- Extrait du texte -
1) En 1742, Jean-Jacques Rousseau présentait un projet de réforme de l'écriture musicale visant à remplacer la note traditionnelle par des chiffres. En plus d'arguments de nature idéologico-politique (dont le noyau porte sur l'égalité face à la musique), Rousseau justifiait le chiffrage généralisé qu'il proposait en remarquant que les chiffres trouvent leur force en eux-mêmes (non, comme la note de musique, dans une place occupée) et qu'ils expriment mieux, ce faisant, les rapports (propriété capitale en matière de sons).

Cette proposition de chiffrer la musique connut ensuite bien d'autres tours (ainsi au XIX· siècle l'application du braille à l'écriture musicale peut-elle être envisagée comme une préfiguration de l'écriture informatique et de son entreprise de numérisation généralisée). Examinant les propositions de Rousseau et leur argumentaire (on les comparera pour ce faire aux réformes défendues par Schoenberg en 1924), on tentera une caractérisation de la note de musique et de ses rapports - via le chiffre - à la catégorie de nombre.

2) Mais le concept moderne de nombre ne saurait nullement s'identifier à la puissance opératoire du chiffre. Prenant en compte une conception actualisée du nombre telle qu'on la trouve déployée aujourd'hui dans les mathématiques (Harry Gonshor : "An Introduction to the Theory of Surreal Numbers" 1) et ressaisie par la philosophie (Alain Badiou : "Le Nombre et les nombres" 2), on avancera quelques propositions concernant les rapports entre nombre et oeuvre musicale. Ceci, en particulier, devrait permettre, à rebours de la problématique de l' oeuvre ouverte, de caractériser le statut fini de toute oeuvre musicale.




INTRODUCTION



Qu'est-ce qu'écrire de la musique ? Qu'est-ce que composer une oeuvre musicale ? On tiendra que sur ces deux questions le concept moderne de nombre a quelque chose à nous enseigner. Mais pour apprendre en ce point des mathématiques et, plus encore, de la philosophie, il nous faut entendre nos deux questions liminaires comme étant bien distinctes et non pas comme la déclinaison d'une même interrogation. S'il en était besoin, le concept de nombre va précisément nous aider à distinguer ces deux questions puisqu'on se proposera d'établir que la catégorie de lettre musicale (de note de musique) au fond n'a guère à voir avec celle de nombre (comme les tentatives de transformer la note en chiffre en attestent a contrario) alors que la catégorie d'oeuvre entretient avec celle de nombre une profonde affinité ; or la catégorie de lettre renvoie à l'écriture alors que celle d'oeuvre renvoie à la composition...

La distinction proposée entre "écrire de la musique" et "composer une oeuvre" se joue en première instance sur trois points : écrire / composer, musique / oeuvre, de la (musique) / une (oeuvre).

Entrées d'annotation de la position d'objets:
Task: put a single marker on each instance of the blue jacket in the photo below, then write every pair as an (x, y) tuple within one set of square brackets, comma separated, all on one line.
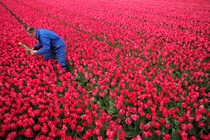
[(48, 40)]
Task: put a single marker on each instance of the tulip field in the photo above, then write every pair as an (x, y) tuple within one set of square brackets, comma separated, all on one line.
[(138, 70)]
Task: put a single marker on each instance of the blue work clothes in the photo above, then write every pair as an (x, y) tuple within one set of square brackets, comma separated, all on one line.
[(50, 44)]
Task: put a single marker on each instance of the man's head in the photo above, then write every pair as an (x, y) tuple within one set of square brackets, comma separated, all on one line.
[(31, 31)]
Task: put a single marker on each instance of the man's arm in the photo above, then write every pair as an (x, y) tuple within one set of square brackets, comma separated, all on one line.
[(38, 46), (46, 46)]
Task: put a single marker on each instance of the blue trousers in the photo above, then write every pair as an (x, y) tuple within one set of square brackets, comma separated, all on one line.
[(60, 55)]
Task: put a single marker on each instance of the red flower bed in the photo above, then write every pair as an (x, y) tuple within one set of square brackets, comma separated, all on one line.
[(138, 70)]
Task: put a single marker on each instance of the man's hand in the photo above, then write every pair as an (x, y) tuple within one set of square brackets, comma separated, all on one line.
[(32, 52)]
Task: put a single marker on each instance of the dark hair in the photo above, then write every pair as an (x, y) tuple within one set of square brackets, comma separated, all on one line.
[(30, 29)]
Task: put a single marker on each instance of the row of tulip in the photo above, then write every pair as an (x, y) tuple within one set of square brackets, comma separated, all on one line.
[(155, 88)]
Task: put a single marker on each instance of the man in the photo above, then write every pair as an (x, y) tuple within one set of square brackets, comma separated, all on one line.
[(50, 45)]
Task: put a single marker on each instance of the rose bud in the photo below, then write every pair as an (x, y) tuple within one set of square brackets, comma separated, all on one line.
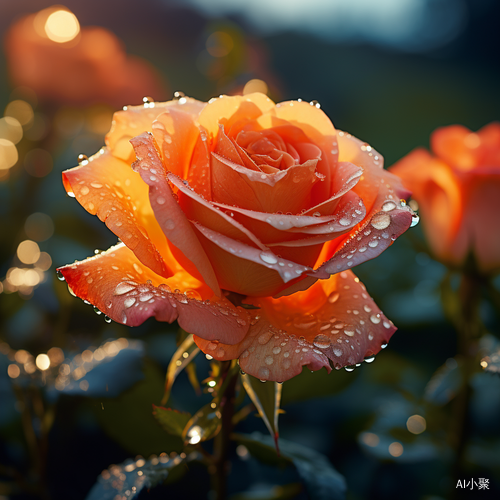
[(456, 188)]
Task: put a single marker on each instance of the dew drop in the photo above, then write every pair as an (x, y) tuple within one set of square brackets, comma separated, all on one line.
[(268, 258), (129, 302), (381, 220), (124, 287), (321, 341)]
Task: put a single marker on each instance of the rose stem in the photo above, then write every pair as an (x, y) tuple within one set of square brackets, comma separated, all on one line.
[(469, 330), (222, 440)]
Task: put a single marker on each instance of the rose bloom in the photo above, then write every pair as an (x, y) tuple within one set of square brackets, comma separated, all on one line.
[(456, 189), (241, 219)]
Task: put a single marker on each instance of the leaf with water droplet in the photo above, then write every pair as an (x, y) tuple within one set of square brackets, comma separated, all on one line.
[(446, 382), (267, 399), (321, 480), (181, 358), (137, 475), (172, 421)]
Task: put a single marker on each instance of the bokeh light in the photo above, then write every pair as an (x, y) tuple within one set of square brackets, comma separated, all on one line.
[(21, 111), (255, 85), (28, 252), (62, 26), (11, 129), (8, 154)]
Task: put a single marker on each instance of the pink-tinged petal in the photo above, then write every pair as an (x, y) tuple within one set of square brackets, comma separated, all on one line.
[(334, 319), (345, 177), (257, 352), (369, 241), (287, 190), (387, 216), (479, 231), (228, 110), (129, 293), (135, 120), (176, 134), (168, 213), (195, 207), (199, 169), (245, 269), (107, 187)]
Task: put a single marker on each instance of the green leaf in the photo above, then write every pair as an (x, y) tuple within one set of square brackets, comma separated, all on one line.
[(445, 383), (128, 479), (172, 421), (490, 348), (321, 480), (129, 421), (181, 358), (318, 384), (205, 424), (267, 399)]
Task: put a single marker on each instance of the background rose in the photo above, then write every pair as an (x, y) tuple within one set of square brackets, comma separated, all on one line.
[(254, 198), (456, 189)]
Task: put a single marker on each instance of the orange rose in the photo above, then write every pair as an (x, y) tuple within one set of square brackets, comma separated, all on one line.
[(456, 190), (241, 195)]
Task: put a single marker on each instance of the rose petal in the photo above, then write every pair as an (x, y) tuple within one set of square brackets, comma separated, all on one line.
[(197, 208), (437, 190), (333, 319), (135, 120), (287, 190), (387, 216), (169, 215), (128, 292), (318, 127), (176, 134), (231, 109), (245, 269), (479, 230), (107, 187)]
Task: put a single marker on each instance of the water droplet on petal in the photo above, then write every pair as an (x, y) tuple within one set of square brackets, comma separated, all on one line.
[(381, 220), (268, 258), (321, 341)]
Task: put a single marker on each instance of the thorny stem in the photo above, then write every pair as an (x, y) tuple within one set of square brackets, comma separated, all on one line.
[(469, 331), (222, 440)]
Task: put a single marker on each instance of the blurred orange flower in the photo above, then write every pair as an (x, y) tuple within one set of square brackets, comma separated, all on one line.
[(241, 201), (456, 189), (49, 53)]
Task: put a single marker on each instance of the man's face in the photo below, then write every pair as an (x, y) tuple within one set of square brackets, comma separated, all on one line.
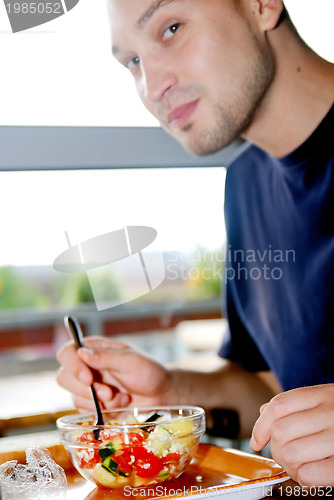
[(201, 67)]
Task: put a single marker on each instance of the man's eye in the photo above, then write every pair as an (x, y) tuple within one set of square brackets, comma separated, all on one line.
[(132, 63), (171, 30)]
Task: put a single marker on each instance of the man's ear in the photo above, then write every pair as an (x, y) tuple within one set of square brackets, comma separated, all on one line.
[(269, 13)]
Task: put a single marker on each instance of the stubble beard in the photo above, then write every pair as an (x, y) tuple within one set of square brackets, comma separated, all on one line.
[(231, 120)]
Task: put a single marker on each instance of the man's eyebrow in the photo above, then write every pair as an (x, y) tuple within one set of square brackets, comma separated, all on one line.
[(150, 11)]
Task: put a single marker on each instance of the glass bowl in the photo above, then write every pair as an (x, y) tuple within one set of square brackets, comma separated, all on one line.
[(136, 446)]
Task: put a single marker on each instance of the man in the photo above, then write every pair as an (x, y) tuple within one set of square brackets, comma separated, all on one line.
[(211, 70)]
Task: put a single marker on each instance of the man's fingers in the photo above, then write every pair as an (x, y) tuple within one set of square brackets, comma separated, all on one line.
[(284, 404), (318, 474), (116, 359)]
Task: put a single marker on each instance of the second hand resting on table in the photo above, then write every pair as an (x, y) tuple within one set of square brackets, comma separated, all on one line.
[(299, 424)]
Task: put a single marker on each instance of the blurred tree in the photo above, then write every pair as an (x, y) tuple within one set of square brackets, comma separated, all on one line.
[(18, 291)]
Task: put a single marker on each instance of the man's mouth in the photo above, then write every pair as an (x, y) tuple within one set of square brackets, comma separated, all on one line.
[(179, 117)]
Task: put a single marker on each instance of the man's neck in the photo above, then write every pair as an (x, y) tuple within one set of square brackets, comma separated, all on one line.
[(300, 96)]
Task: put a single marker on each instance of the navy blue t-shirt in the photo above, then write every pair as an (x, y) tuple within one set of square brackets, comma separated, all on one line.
[(280, 261)]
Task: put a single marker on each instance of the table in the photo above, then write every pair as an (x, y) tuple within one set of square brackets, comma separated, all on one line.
[(206, 470)]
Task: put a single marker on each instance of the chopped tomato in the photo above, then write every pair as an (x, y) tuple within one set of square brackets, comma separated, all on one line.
[(107, 435), (136, 438), (87, 437), (124, 459), (146, 463), (171, 458), (88, 458)]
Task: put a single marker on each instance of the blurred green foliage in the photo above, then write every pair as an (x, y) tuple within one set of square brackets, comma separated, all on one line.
[(19, 291)]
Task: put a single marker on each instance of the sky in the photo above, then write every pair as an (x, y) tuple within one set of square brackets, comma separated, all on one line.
[(62, 73)]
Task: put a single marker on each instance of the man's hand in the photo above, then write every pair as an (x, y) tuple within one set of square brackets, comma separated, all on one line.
[(300, 427), (121, 376)]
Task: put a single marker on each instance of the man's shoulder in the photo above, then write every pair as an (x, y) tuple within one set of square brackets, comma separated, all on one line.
[(248, 159)]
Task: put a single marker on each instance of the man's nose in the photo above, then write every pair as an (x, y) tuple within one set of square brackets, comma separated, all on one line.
[(157, 78)]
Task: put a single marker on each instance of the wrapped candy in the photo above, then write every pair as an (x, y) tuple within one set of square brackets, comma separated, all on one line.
[(40, 479)]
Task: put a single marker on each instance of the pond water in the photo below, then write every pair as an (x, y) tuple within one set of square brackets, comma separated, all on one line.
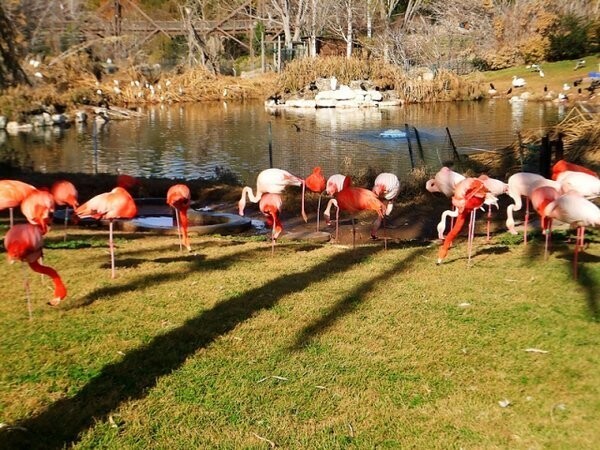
[(200, 140)]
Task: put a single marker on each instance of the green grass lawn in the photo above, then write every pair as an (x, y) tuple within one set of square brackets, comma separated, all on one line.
[(318, 346)]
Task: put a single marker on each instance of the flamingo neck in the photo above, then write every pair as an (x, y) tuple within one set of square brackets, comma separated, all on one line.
[(60, 291)]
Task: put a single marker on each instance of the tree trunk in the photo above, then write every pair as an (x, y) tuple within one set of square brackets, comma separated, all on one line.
[(11, 72)]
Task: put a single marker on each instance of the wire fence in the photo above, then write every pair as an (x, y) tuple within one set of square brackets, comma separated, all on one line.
[(397, 150)]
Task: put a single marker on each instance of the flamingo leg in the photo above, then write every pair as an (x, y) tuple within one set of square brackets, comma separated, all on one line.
[(526, 220), (178, 229), (489, 217), (471, 235), (273, 238), (112, 249), (337, 224), (66, 222), (319, 210), (27, 292), (548, 233)]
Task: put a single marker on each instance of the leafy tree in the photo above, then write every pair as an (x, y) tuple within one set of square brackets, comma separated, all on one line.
[(570, 39)]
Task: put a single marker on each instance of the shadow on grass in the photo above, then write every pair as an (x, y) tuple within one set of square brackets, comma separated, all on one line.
[(350, 302), (586, 261), (63, 422)]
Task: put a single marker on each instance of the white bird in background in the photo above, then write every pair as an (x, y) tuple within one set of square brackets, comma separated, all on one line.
[(518, 82)]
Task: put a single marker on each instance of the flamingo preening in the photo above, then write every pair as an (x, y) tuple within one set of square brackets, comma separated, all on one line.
[(444, 181), (581, 182), (315, 182), (179, 198), (271, 181), (270, 205), (523, 184), (24, 242), (468, 196), (65, 193), (116, 204), (540, 198), (38, 208), (578, 212), (386, 185), (12, 193), (495, 188), (563, 166), (353, 200)]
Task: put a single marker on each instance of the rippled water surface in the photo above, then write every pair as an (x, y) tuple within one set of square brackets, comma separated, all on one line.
[(199, 140)]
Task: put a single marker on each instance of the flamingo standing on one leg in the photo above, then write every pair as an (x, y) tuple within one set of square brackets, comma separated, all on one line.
[(583, 183), (116, 204), (445, 181), (386, 185), (496, 188), (24, 242), (270, 205), (65, 193), (469, 195), (353, 200), (564, 166), (271, 181), (335, 183), (38, 208), (577, 211), (316, 183), (522, 184), (540, 198), (179, 198), (12, 193)]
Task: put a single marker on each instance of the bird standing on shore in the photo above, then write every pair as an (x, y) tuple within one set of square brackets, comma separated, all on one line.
[(24, 242), (179, 198), (116, 204)]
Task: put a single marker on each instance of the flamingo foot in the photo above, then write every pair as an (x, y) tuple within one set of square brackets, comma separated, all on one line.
[(55, 301)]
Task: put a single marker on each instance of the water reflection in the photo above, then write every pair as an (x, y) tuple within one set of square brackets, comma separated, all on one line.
[(190, 141)]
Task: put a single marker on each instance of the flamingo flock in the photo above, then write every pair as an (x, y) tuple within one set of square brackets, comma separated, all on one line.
[(565, 197)]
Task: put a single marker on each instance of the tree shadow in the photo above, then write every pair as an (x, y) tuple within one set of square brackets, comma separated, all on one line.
[(62, 423), (350, 302)]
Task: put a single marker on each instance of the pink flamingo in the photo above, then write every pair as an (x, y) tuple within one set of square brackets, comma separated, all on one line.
[(496, 188), (445, 181), (540, 198), (468, 196), (583, 183), (116, 204), (353, 200), (386, 185), (563, 166), (38, 208), (179, 198), (24, 242), (12, 193), (578, 212), (270, 205), (316, 183), (65, 193), (271, 181), (522, 184)]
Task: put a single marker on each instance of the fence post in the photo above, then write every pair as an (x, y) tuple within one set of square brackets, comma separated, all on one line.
[(419, 145), (95, 144), (545, 156), (270, 146), (412, 159), (559, 148), (454, 152)]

- Consigne A -
Indiquez combien de lignes des enregistrements contiennent la chaîne « tomato ». Ne donnez que le nombre.
- Consigne B -
Poursuivez, s'il vous plaît, le texte sur l'écriture musicale et le nombre à la suite de sa dernière phrase.

- Résultat obtenu A -
1

- Résultat obtenu B -
* Écrire n'est pas ipso facto composer. Sans doute composer implique-t-il d'écrire - l'écriture ainsi peut être tenue pour une condition de l'art musical (i.e. de la musique comme art) - alors que l'inverse n'est pas vrai : écrire de la musique ne suffit nullement à assurer le processus de composition d'une oeuvre musicale. Cette idée que la composition ne se réduit nullement à l'écriture a conduit d'ailleurs certains à dénier toute valeur autre que fonctionnelle à l'écriture : pour eux, l'écriture ne serait qu'une notation, plus ou moins commode, qu'un médium dont l'idéal serait qu'il reste le plus neutre possible. En écart à cette position, on tiendra plutôt que l'écriture est un vecteur capital de la pensée musicale, vecteur qui ouvre l'accès à une consistance propre non seulement de la partition mais également de l'audition et par là de l'oeuvre musicale en tant que telle. On dira alors que l'écriture est ce qui structure les situations perceptibles ; or, sans structures écrites, on ne dispose que de structures conventionnelles, rabâchées, et immédiatement épuisées dans leur écoute.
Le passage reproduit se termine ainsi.